**Brano scelto:**
* * * * * * * * *

Hadžibegić – come racconta magistralmente Gigi Riva, caporedattore de L’Espresso, nel bellissimo libro L’ultimo rigore di Faruk (Sellerio) – era il capitano dell’ultima nazionale jugoslava. La partita contro l’Argentina di Maradona, nei quarti di finale del Mondiale italiano, portò all’eliminazione di una squadra “dotata di un enorme talento ma dilaniata da rinascenti odi etnici“. Il rigore è un simbolo, un’onta, ma rappresenta molto di più dell’evento in sé: “Leggenda popolare vuole – il passo è ancora tratto dal libro – che una eventuale vittoria nella competizione avrebbe contribuito al ritorno di un nazionalismo jugoslavista e scongiurato il crollo che si sarebbe prodotto qualche anno più tardi”
Così accadde per il romanzo popolare. Ecco perché un rigore non è solo un rigore, e la nostra storia è costellata di errori di campioni. “E più passa il tempo –  citando ancora Riva – più la benevolenza prevale sul rimprovero. L’eroe soccombente è comunque eroe. Ettore non è meno valoroso di Achille, nel suo lato fragile anche più simpatico”
Rigori della Nazionale Italiana: il ragazzo dell’oratorio e l’indio
Mondiali 1990: l’Argentina sembra la vittima sacrificale di un Mondiale che dobbiamo vincere noi. Perché si gioca a casa nostra, perché le notti magiche sono tinte di azzurro e su ogni balcone d’Italia c’è una bandiera. Quella di Napoli sembra una formalità , ma per la prima volta ci pareggiano e la paura ci porta fino ai calci di rigore. Fino al terzo i nervi reggono.
Per il quarto rigore si presenta sul dischetto Donadoni, il ragazzo che viene dall’oratorio. Faccia pulita, Mondiale perfetto. Tiro non abbastanza angolato. Goycochea, l’indio che ha preso il posto del titolare Pumpido, para. Maradona gioca a bocce con Zenga e l’ultima rigore spetta ad Aldo Serena, bomber dell’Inter. El Goy resta fermo e prende anche quella.
L’Italia va a casa, anzi ci resta, per la più atroce delle delusioni.
Rigori della Nazionale Italiana: almeno uno Pagliuca lo para
Quattro anni dopo, a rigori, si decide addirittura una finale. Quella del mondiale americano contro il Brasile. Ci siamo arrivati stanchi, sfiniti e sfavoriti, ma abbiamo dalla nostra un ottimo portiere: “Almeno uno Pagliuca lo para“. E infatti prende il rigore di Marcio Santos. Noi però sbagliamo con Franco Baresi, rientrato miracolosamente da un infortunio al menisco. Le sue lacrime faranno il giro del mondo.
Poi sbaglia Massaro e infine va sul dischetto Roberto Baggio. Il suo non è un rigore decisivo, è un tiro di speranza. Se segna possiamo ancora sperare in Pagliuca. La rincorsa è la solita ma il suo tiro finisce alto, in un luogo imprecisato di Pasadena. Leggenda narra che quel pallone tirato dal giocatore italiano più famoso di sempre, non sia mai tornato sulla terra.

* * * * * * * * *

**Consegna 1:** Trascrivi dal brano sui rigori della Nazionale italiana il passo che va da "Per il quarto" fino a "atroce delle delusioni." compreso.

[Record per l'individuazione delle posizioni]

* * * * * * * * *

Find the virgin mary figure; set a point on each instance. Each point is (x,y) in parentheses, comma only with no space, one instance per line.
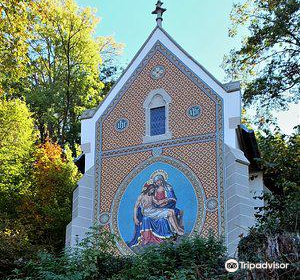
(155,216)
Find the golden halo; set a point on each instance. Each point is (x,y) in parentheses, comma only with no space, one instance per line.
(159,172)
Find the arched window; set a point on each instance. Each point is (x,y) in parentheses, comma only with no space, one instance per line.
(156,108)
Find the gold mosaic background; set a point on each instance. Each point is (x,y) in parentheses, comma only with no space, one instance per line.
(200,157)
(184,93)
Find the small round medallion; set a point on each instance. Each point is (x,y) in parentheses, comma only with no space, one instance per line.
(121,124)
(157,72)
(194,112)
(211,204)
(104,218)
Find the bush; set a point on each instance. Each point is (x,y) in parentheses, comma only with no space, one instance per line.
(98,258)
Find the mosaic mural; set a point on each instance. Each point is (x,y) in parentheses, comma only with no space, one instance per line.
(164,200)
(149,192)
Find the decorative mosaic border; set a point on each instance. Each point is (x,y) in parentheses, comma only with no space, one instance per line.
(219,133)
(162,144)
(200,195)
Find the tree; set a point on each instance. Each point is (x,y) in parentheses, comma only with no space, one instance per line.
(15,24)
(280,163)
(16,144)
(269,59)
(65,61)
(17,139)
(47,209)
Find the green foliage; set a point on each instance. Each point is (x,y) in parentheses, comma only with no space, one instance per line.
(259,247)
(16,144)
(50,57)
(34,218)
(47,208)
(191,258)
(281,164)
(268,61)
(15,18)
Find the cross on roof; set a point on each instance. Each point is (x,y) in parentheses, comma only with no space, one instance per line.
(159,12)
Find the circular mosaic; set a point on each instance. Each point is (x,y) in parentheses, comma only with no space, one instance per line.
(104,218)
(129,225)
(121,124)
(157,72)
(212,204)
(194,112)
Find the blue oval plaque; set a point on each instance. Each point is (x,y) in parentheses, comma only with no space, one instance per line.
(121,124)
(194,112)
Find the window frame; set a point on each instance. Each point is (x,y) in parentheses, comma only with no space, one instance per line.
(156,98)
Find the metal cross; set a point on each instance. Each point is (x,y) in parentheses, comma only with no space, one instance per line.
(159,12)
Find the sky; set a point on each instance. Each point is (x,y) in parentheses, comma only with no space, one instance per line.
(200,27)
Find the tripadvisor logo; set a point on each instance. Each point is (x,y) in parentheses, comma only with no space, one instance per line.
(232,265)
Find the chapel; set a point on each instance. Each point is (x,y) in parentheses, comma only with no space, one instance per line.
(165,155)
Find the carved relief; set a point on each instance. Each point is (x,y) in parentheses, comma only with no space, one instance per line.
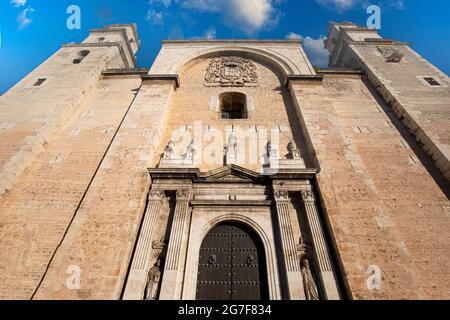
(390,54)
(231,72)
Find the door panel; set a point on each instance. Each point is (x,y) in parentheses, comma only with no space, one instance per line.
(232,265)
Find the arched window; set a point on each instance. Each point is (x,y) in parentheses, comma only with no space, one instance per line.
(233,105)
(80,56)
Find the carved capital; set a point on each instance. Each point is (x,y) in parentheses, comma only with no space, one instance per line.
(308,196)
(183,195)
(281,195)
(156,195)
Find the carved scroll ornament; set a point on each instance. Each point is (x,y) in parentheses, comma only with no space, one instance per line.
(231,72)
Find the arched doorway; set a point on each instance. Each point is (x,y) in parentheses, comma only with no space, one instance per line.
(232,265)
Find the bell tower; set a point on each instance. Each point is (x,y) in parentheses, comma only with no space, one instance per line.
(416,90)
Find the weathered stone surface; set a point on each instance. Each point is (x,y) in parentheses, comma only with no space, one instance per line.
(76,152)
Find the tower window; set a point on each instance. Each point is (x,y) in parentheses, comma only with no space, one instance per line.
(39,82)
(233,105)
(432,81)
(80,56)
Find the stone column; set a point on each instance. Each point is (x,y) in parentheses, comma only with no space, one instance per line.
(291,257)
(176,255)
(138,277)
(326,272)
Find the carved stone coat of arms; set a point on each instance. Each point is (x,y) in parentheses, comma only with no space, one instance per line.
(231,72)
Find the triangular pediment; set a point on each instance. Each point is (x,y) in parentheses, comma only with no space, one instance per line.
(232,173)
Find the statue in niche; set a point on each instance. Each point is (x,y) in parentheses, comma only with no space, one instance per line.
(232,145)
(309,282)
(169,151)
(190,152)
(154,277)
(272,153)
(294,152)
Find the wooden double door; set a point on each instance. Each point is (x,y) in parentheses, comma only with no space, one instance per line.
(232,265)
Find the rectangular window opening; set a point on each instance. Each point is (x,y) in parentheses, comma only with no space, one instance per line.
(39,82)
(432,81)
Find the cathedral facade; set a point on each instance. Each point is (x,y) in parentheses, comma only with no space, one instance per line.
(229,170)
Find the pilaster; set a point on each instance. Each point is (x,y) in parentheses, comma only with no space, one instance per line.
(321,252)
(138,277)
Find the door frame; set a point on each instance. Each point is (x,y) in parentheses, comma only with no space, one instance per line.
(204,219)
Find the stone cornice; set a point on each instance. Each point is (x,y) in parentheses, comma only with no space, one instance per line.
(234,41)
(303,78)
(228,174)
(162,77)
(105,44)
(124,35)
(340,72)
(125,72)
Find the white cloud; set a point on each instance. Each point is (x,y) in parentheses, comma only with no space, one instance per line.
(18,3)
(314,48)
(165,3)
(340,5)
(154,17)
(249,16)
(209,34)
(23,19)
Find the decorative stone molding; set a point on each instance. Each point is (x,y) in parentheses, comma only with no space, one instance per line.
(291,257)
(170,160)
(173,272)
(231,72)
(138,279)
(326,272)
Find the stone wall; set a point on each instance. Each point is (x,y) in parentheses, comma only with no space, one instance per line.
(385,205)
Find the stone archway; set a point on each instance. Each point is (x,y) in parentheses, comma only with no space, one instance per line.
(232,264)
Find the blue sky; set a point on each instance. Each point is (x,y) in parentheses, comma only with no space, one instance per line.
(31,30)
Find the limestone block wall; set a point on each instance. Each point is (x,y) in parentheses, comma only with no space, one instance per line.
(31,116)
(424,109)
(37,212)
(385,205)
(195,114)
(103,233)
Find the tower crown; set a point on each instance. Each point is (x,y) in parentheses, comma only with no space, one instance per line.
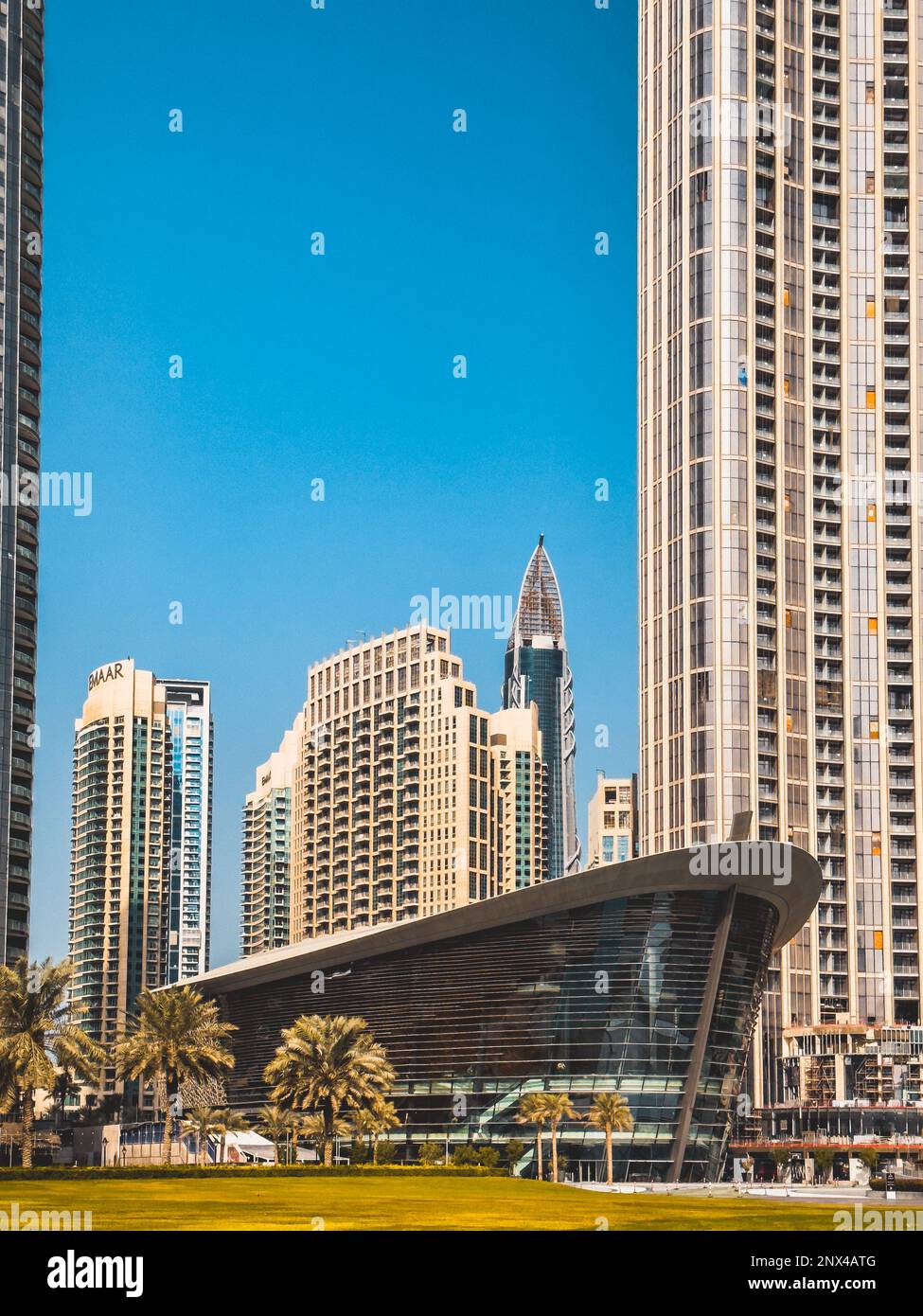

* * * * * * * * *

**Consegna 2:** Riporta parola per parola le righe dei record dalla riga che contiene "Find the limestone" fino alla fine dei record, estremi inclusi. Ometti le immagini.

**Svolgimento 1:**
Per il quarto rigore si presenta sul dischetto Donadoni, il ragazzo che viene dall’oratorio. Faccia pulita, Mondiale perfetto. Tiro non abbastanza angolato. Goycochea, l’indio che ha preso il posto del titolare Pumpido, para. Maradona gioca a bocce con Zenga e l’ultima rigore spetta ad Aldo Serena, bomber dell’Inter. El Goy resta fermo e prende anche quella.
L’Italia va a casa, anzi ci resta, per la più atroce delle delusioni.

**Svolgimento 2:**
Find the limestone block wall; set a point on each instance. Each point is (x,y) in parentheses, comma only with no space, one instance per line.
(31,116)
(424,109)
(37,212)
(385,205)
(195,114)
(103,233)
Find the tower crown; set a point on each instance. Each point is (x,y) in parentheses, comma only with no space, one instance per line.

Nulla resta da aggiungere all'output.